§ **What the exercise asks**: Please switch "Target" to "Object" in every one of the rows below, keeping all other text the same.

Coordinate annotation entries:
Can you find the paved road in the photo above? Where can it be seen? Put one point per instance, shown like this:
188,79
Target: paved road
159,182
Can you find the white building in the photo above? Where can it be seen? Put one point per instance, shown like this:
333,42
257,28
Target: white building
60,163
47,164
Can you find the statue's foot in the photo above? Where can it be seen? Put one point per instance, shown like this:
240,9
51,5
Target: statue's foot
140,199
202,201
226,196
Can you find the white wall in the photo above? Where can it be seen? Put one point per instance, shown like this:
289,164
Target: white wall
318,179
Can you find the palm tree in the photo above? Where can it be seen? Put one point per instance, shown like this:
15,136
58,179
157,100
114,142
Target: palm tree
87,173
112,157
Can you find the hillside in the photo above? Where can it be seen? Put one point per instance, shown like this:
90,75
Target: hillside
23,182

§ **Task output**:
Can you find the paved road in the photo above? Where can it be seen? Put one point per instance, shown like this:
188,79
Object: paved road
159,182
Can you find the white building in the photo above? Where can it be seen? Put one point per instance, shown like this:
333,42
257,28
Object: white building
60,163
47,164
Can you find the statue's foot in the photo above? Where can it be seen? Put one point per instance, shown like this:
240,9
51,5
Object: statue's foot
140,199
202,201
226,196
Can you find the white wall in the photo above? Where can it be seen? Put one point per instance, shown like this:
289,164
Object: white wall
318,179
Can you find the palm tree in the photo above? Where can it be seen? Put one point per instance, shown like this:
15,136
58,179
157,100
114,142
Object: palm tree
87,173
112,157
Can you find the hillside in the photo above? Where can it be seen? Put one point per instance, shown like this:
90,75
Object: hillside
23,182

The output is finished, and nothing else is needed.